__DOCUMENT SECTION__
+===+

Coconut Lagoon’s sorrow

I was writing a short piece to celebrate Joe Thottungal’s cookbook making the ‘long list’ for the Taste Canada Awards when the awful news hit that his restaurant was on fire. After sixteen years of operations Coconut Lagoon has now closed for the foreseeable future.

I’m acquainted with a great number of restaurants in this city, but perhaps none as well as Joe’s. I wrote Coconut Lagoon’s first review in 2004, and for the next dozen years, as the little restaurant gained confidence and clients, wrote a number more. I watched it grow from a staff of three to a team of 17 (and I had the pleasure of witnessing the over-the-top joy of that team when they won Ottawa’s Gold Medal Plates culinary contest in 2016).

Most recently, I’d spent a good many hours in the CL dining room. I’d typically show up between services and interview Joe, his brothers Majoe and Thomas, his long serving chef de cuisine Rajesh, his baker Yassein, (who taught me how to make parathas!), his star front-of-house man Malkit… and others, for the Coconut Lagoon cookbook project — the one that has now caught the attention of the prestigious Taste Canada Awards.

It’s had a life, this poor scorched place! 853 St Laurent Blvd was a sports bar in 2004 when the Thottungal brothers bought the turnkey operation with pooled savings and a bank loan. They scrubbed and painted and put up posters of their home province of Kerala… But for a chef who’d worked at the Saudi Arabian Oasis Resort, the Royal York, the Park Hyatt, the Windsor Casino, and the Crown Plaza, it was a pretty plain place on a busy suburban street. Still, for Joe, this restaurant was an opportunity to realize a dream. For the length of his career in commercial kitchens, he was a chef who had cooked the food of other places. It felt time, he told me, “to be an Indian chef again,” to offer the food of his childhood, to reconnect with that spice heritage so imbedded in his taste buds. There was no shortage of Indian restaurants serving the more familiar food of the north back then. Coconut Lagoon would be the first to bring the southern coastal cuisine of Kerala to Ottawa.

+===+

__EXERCISES TO COMPLETE__
a: Name every workplace where the chef worked before opening the restaurant, as given in the piece on Coconut Lagoon.
b: Extend the piece on Coconut Lagoon's fire with further paragraphs that follow on from its final sentence.

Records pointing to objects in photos
+===+

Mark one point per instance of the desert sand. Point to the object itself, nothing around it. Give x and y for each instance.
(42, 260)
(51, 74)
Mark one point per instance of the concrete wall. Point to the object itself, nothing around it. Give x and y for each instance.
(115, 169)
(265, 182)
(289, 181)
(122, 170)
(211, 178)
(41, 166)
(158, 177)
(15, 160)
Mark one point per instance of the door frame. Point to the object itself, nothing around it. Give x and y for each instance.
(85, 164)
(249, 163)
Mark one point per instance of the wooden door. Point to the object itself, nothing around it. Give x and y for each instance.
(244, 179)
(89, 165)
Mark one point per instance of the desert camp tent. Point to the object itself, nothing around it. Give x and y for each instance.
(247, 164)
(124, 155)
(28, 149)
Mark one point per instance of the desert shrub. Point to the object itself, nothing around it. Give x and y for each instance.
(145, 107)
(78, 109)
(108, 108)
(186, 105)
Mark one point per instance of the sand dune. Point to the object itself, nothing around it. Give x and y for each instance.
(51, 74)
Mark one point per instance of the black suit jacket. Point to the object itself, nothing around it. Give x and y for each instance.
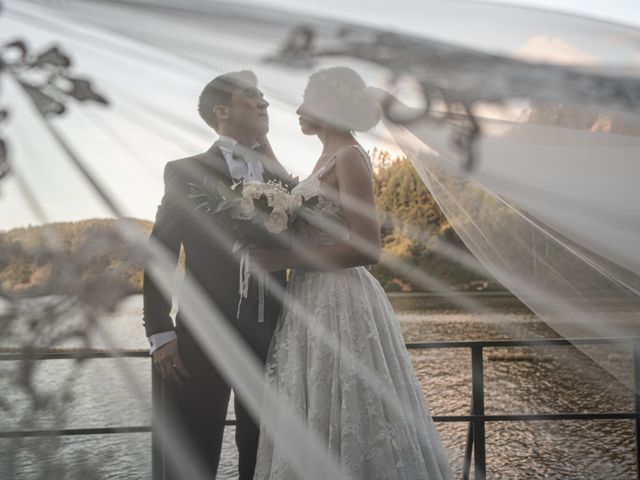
(207, 248)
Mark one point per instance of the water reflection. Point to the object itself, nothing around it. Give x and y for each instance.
(551, 380)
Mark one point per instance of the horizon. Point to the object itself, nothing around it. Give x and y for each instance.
(127, 144)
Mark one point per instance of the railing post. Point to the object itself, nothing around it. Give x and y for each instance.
(636, 396)
(157, 400)
(477, 393)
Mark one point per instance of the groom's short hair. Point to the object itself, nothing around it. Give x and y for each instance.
(218, 92)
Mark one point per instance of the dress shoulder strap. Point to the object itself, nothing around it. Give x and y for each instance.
(331, 162)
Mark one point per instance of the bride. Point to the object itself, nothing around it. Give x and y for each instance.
(337, 356)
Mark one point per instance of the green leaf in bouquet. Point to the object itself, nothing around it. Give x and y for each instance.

+===+

__FINAL ANSWERS__
a: The Saudi Arabian Oasis Resort, the Royal York, the Park Hyatt, the Windsor Casino, and the Crown Plaza.

b:
It was a dream with a rocky start. For the first few months Joe, Rajesh and Majoe averaged six diners a day, most of them Kerala expats looking for the flavours of home. Others would walk in to try this new ‘Indian’ restaurant, notice no butter chicken, no naan, no tikka masala on the menu (what the heck??) and leave without trying. But then came some positive press, and word got around this was a good place to eat. Tables began to fill. The walls did as well, with more glowing reviews, and framed letters of thanks for the team’s many charitable works. Joe was named Chef of the Year in 2008 by the Canadian Culinary Federation, so that plaque went up. As did recognition for the three podium finishes at Gold Medal Plates, including a silver medal at the Canadian Culinary Championships.

Thottungal w/ Vancouver chef Vikram VIj at ‘colours of currry’ dinner

Coconut Lagoon needed more seats to accommodate its growing fan base and to stretch its ability to offer more events — collaborative dinners with guest chefs (including one from the UK with a Michelin star), wine and beer paired tasting menus, fun pop-ups, more charity events. The restaurant also needed a spiffing up.

It got that in 2017, with help from Project1 Studio. When Coconut Lagoon reopened from its renos in time for its 13th birthday, it was a much more contemporary building of brick, wood and glass, and with renewed vigour in the kitchen and on the floor. And now, in its 17th year, that building, that vigour is badly hurt.

So many restaurants are waiting for the day they can welcome us back. Coconut Lagoon, I suppose, will just have to wait a little longer.

But when that day comes, I hope to be first in line. With a great many, I imagine, lined up behind me.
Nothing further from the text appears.